Region labeling entries
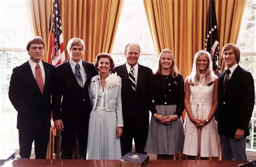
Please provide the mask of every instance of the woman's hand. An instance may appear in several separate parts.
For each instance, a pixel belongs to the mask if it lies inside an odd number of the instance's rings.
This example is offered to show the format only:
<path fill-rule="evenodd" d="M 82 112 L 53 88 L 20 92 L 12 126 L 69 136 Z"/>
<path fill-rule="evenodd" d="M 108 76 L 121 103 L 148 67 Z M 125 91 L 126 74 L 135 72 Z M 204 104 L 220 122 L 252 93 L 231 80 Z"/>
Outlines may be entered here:
<path fill-rule="evenodd" d="M 171 122 L 177 120 L 178 118 L 177 115 L 171 115 L 167 117 L 164 117 L 161 115 L 158 115 L 156 113 L 154 113 L 153 115 L 154 118 L 163 124 L 171 124 Z"/>
<path fill-rule="evenodd" d="M 120 137 L 123 133 L 123 127 L 118 126 L 117 127 L 117 137 Z"/>
<path fill-rule="evenodd" d="M 190 118 L 190 120 L 191 122 L 193 122 L 193 124 L 196 125 L 196 126 L 204 126 L 204 125 L 201 123 L 201 119 L 196 119 L 195 118 Z"/>
<path fill-rule="evenodd" d="M 166 122 L 167 122 L 166 120 L 166 117 L 164 117 L 161 115 L 158 115 L 156 113 L 154 113 L 153 116 L 154 117 L 154 119 L 156 119 L 157 120 L 159 121 L 161 123 L 163 124 L 166 124 Z"/>
<path fill-rule="evenodd" d="M 208 122 L 207 121 L 207 120 L 206 120 L 206 119 L 200 119 L 200 120 L 198 120 L 199 121 L 199 124 L 203 125 L 201 126 L 204 126 L 204 125 L 208 124 Z"/>
<path fill-rule="evenodd" d="M 166 117 L 167 122 L 166 124 L 171 124 L 171 122 L 175 121 L 179 118 L 178 115 L 171 115 Z"/>

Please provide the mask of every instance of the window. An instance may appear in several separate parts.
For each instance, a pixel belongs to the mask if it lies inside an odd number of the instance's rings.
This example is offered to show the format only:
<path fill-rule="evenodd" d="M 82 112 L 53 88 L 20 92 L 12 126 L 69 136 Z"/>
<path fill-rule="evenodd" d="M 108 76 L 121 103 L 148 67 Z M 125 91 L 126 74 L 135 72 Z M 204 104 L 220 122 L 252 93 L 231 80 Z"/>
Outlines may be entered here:
<path fill-rule="evenodd" d="M 250 71 L 256 87 L 256 1 L 248 0 L 238 37 L 241 49 L 239 65 Z M 246 139 L 246 150 L 256 152 L 256 103 L 250 123 L 250 135 Z"/>
<path fill-rule="evenodd" d="M 0 149 L 19 148 L 17 111 L 9 99 L 12 69 L 28 60 L 31 38 L 25 0 L 0 1 Z"/>
<path fill-rule="evenodd" d="M 124 2 L 112 54 L 116 66 L 126 62 L 124 52 L 128 43 L 137 43 L 140 46 L 141 52 L 139 63 L 153 70 L 156 69 L 157 57 L 143 0 L 125 0 Z"/>

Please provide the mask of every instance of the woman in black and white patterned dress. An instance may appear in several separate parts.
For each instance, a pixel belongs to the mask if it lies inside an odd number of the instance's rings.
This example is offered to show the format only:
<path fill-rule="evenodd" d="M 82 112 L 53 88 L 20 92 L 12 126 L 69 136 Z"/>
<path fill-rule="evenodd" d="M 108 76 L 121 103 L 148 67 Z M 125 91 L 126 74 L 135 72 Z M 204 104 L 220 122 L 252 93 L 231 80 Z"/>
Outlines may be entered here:
<path fill-rule="evenodd" d="M 151 81 L 152 112 L 145 151 L 157 154 L 157 159 L 173 159 L 182 153 L 184 143 L 183 124 L 184 82 L 175 64 L 173 53 L 162 50 L 158 69 Z"/>

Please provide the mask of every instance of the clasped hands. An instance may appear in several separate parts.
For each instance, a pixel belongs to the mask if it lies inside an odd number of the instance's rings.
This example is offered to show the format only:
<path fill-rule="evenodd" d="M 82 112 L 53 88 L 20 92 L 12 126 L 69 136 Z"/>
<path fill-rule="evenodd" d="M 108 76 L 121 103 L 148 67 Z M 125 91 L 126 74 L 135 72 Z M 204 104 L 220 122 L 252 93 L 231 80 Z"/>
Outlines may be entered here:
<path fill-rule="evenodd" d="M 202 127 L 208 124 L 206 119 L 197 119 L 195 118 L 190 118 L 190 120 L 193 124 L 197 127 Z"/>
<path fill-rule="evenodd" d="M 171 122 L 177 120 L 178 118 L 178 115 L 171 115 L 164 117 L 161 115 L 158 115 L 156 113 L 154 113 L 153 116 L 158 121 L 166 124 L 171 124 Z"/>

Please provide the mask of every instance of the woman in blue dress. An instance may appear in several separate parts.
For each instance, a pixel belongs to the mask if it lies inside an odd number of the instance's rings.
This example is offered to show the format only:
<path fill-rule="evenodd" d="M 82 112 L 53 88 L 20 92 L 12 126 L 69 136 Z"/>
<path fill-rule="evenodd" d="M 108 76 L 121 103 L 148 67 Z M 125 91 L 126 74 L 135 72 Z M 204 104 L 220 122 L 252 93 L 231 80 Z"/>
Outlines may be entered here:
<path fill-rule="evenodd" d="M 87 159 L 120 159 L 120 136 L 123 132 L 121 78 L 110 74 L 114 66 L 107 53 L 96 56 L 99 74 L 92 77 L 89 95 L 92 110 L 90 115 Z"/>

__STATED TASK__.
Reproduce the entries from their beginning through the line containing "166 117 L 167", replacing "mask" with "region" and changing nothing else. Leave the pictures out.

__RESULT BELOW__.
Please provide the region of every instance of the woman's hand. An instance may appear in several separate parts.
For each instance, a pixel belongs to the region if it lies inside an odd number of the instance's rings.
This example is offered to show the format only:
<path fill-rule="evenodd" d="M 82 112 L 53 88 L 20 92 L 12 126 L 69 136 Z"/>
<path fill-rule="evenodd" d="M 108 76 L 121 103 L 148 67 Z M 125 91 L 126 74 L 135 72 Z M 204 104 L 220 122 L 252 93 L 231 80 Z"/>
Outlines may be entered here:
<path fill-rule="evenodd" d="M 171 122 L 177 120 L 178 118 L 177 115 L 171 115 L 167 117 L 164 117 L 161 115 L 158 115 L 156 113 L 154 113 L 153 115 L 154 118 L 163 124 L 171 124 Z"/>
<path fill-rule="evenodd" d="M 120 137 L 123 133 L 123 127 L 118 126 L 117 127 L 117 137 Z"/>
<path fill-rule="evenodd" d="M 190 118 L 190 120 L 191 122 L 193 122 L 193 124 L 196 125 L 196 126 L 204 126 L 204 125 L 201 123 L 201 119 L 196 119 L 195 118 Z"/>
<path fill-rule="evenodd" d="M 166 122 L 167 122 L 166 120 L 166 117 L 164 117 L 161 115 L 158 115 L 156 113 L 154 113 L 153 116 L 154 117 L 154 119 L 156 119 L 157 120 L 159 121 L 161 123 L 163 124 L 166 124 Z"/>
<path fill-rule="evenodd" d="M 208 122 L 207 121 L 207 120 L 206 120 L 206 119 L 200 119 L 200 120 L 198 120 L 199 121 L 199 124 L 203 125 L 201 126 L 204 126 L 204 125 L 208 124 Z"/>
<path fill-rule="evenodd" d="M 166 117 L 167 122 L 166 124 L 171 124 L 171 122 L 175 121 L 179 118 L 178 115 L 171 115 Z"/>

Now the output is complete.